Saved entries:
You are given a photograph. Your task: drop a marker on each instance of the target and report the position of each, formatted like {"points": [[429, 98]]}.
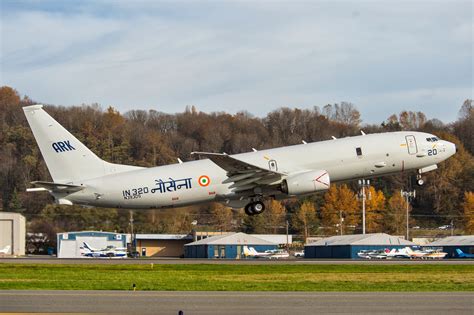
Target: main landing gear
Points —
{"points": [[254, 208]]}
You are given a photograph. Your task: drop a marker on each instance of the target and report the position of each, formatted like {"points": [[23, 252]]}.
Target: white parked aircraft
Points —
{"points": [[252, 252], [108, 252], [240, 180]]}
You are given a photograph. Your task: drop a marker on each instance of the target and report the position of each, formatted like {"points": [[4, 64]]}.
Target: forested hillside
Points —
{"points": [[150, 138]]}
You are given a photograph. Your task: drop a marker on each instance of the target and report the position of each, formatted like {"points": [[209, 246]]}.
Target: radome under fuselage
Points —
{"points": [[202, 180]]}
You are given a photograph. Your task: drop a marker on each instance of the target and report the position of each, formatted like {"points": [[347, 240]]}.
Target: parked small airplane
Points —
{"points": [[252, 252], [462, 254], [5, 250], [239, 181], [278, 253], [374, 254], [108, 252]]}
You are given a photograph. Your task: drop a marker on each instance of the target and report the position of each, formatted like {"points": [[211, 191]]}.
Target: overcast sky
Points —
{"points": [[384, 57]]}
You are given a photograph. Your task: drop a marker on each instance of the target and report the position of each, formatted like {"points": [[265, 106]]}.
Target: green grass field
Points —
{"points": [[239, 277]]}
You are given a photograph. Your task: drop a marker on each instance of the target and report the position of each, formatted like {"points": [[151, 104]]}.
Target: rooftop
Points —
{"points": [[232, 239], [463, 240], [362, 239]]}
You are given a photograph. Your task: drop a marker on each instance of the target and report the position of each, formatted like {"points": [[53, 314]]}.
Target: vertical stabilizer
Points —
{"points": [[67, 159]]}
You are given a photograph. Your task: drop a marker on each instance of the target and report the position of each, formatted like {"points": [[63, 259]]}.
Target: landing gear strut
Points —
{"points": [[419, 180], [254, 208]]}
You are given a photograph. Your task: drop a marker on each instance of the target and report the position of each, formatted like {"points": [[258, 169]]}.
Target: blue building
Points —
{"points": [[70, 243], [347, 246], [449, 245], [228, 246]]}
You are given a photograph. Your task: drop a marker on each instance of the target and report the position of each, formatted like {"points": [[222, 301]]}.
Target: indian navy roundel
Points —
{"points": [[204, 181]]}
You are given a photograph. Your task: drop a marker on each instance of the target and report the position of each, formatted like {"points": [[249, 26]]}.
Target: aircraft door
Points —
{"points": [[411, 144], [272, 165]]}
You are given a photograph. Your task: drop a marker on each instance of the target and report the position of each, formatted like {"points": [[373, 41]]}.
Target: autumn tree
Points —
{"points": [[275, 216], [468, 207], [221, 217], [395, 220], [444, 188], [305, 219], [463, 127], [375, 210], [339, 198]]}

Work to complete >> The records above must be retyped exactly. Please omit the pictures.

Solution >>
You are given a photograph. Your task: drop a marker on each instance of the target and report the position of each, formatted like {"points": [[429, 98]]}.
Target: main landing gear
Points —
{"points": [[254, 208]]}
You are given a photograph. Your task: drop a marker on each instance of the target and report the position of each, formatted like {"points": [[23, 252]]}.
Target: white parked aircraft
Points —
{"points": [[252, 252], [108, 252], [240, 180]]}
You are given a photograph. Your task: drop a marker on each instance of the target and report the position of each, formatted like {"points": [[4, 64]]}.
Target: forested hillside
Points —
{"points": [[150, 138]]}
You are given a photograph. Your task: drop a marker on each instance of the target and report the position of each, formatted like {"points": [[209, 246]]}.
Target: radome under fuselage
Points —
{"points": [[202, 180]]}
You are given a photograph. Your task: drop a marker on each instance of the target and report the position of each, formatted like {"points": [[347, 240]]}.
Target: parked small airplane
Points —
{"points": [[252, 252], [462, 254], [5, 250], [239, 181], [278, 253], [374, 254], [108, 252]]}
You are given a photograph. Your task: drop a marker on each instance of the target and report the position of each, formatted like {"points": [[211, 191]]}.
Target: overcast sky
Points —
{"points": [[384, 57]]}
You are given a photograph. Your task: drop a marker on each instance of the target and report the position of each, formatted like {"points": [[265, 106]]}.
Target: green grass field
Points —
{"points": [[239, 277]]}
You are given a photograph. Your task: drop a marker on each instance of the target and report the position of each, formatted like {"points": [[151, 104]]}.
Target: rooftop
Points —
{"points": [[232, 239], [463, 240], [362, 239]]}
You are given a photograph. Your task: drop a marker on each instance of the target and report the position of each, formatted like {"points": [[53, 314]]}.
Target: vertical stabilizer
Points —
{"points": [[67, 159]]}
You are given a photograph. Your task: drop a marker on each instance of the target and report the position of each, formatted like {"points": [[63, 259]]}.
Target: landing gear strut
Points —
{"points": [[419, 180], [254, 208]]}
You are given a photograph. Your task: drop a marker on each instance of the target and report the position of each, formatted like {"points": [[258, 169]]}.
Target: blue building
Points —
{"points": [[70, 243], [347, 246], [449, 245], [228, 246]]}
You are given a photograph. Your task: drop a marker on each instance of the target and report the position of each, formatted like {"points": [[222, 301]]}.
Target: indian navy roundel
Points —
{"points": [[204, 181]]}
You are given a photograph. Your task: drop a marker on each instance of the target and report the position of each, formatted like {"points": [[249, 26]]}.
Target: aircraft door
Points —
{"points": [[411, 144], [272, 165]]}
You are given a photograph. Your task: drop a marker on each instance of the target and report the position of each, formatted like {"points": [[373, 41]]}.
Target: autumn tree
Points —
{"points": [[275, 216], [468, 207], [221, 217], [395, 220], [444, 188], [305, 219], [463, 127], [375, 210], [339, 198]]}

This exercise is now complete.